▶ RECORDS FOR PROCESSING:
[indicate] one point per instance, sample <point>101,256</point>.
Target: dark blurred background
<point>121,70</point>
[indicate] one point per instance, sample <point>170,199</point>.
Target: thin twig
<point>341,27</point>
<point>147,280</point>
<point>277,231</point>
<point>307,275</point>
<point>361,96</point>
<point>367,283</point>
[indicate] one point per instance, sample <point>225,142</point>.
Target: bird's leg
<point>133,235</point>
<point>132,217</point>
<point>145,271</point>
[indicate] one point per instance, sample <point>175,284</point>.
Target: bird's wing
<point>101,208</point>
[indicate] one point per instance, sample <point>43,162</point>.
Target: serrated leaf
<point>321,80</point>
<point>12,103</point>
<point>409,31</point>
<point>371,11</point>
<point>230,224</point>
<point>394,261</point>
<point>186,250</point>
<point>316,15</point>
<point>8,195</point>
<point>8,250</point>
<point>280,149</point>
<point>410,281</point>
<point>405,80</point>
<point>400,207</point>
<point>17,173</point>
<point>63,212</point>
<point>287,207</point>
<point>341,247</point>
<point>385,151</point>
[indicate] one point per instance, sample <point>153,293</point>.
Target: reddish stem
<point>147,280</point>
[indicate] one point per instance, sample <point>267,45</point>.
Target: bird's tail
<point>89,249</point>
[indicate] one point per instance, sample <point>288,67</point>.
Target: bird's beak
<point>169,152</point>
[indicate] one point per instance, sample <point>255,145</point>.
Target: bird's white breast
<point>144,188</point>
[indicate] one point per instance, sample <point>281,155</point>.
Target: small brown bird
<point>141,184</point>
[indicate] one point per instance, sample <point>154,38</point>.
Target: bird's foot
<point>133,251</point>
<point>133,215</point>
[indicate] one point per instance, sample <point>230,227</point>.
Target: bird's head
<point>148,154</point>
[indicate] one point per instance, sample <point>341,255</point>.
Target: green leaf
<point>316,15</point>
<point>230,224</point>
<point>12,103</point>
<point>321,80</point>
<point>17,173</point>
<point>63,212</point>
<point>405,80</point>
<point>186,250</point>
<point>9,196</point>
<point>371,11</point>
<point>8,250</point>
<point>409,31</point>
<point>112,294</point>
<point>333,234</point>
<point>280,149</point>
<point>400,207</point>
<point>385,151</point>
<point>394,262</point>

▶ PROBLEM TO SOLVE: Copy out only the lines above from the one with "[indicate] one point per instance, sample <point>288,67</point>." to the one with "instance, sample <point>341,255</point>.", inclusive, exactly as they stand.

▶ EXERCISE SOLUTION:
[indicate] one point per instance, sample <point>288,67</point>.
Target: bird's beak
<point>169,152</point>
[indicate] one point per instance, sample <point>255,145</point>.
Target: bird's white breast
<point>144,188</point>
[indicate] one point per instance, sample <point>281,155</point>.
Target: small brown bird
<point>141,184</point>
[indicate] one point per instance, sample <point>154,38</point>.
Target: bird's foot
<point>133,251</point>
<point>133,215</point>
[indicate] one point per instance, sample <point>230,227</point>.
Target: bird's head
<point>148,154</point>
[indicate] one point per instance, sample <point>341,255</point>.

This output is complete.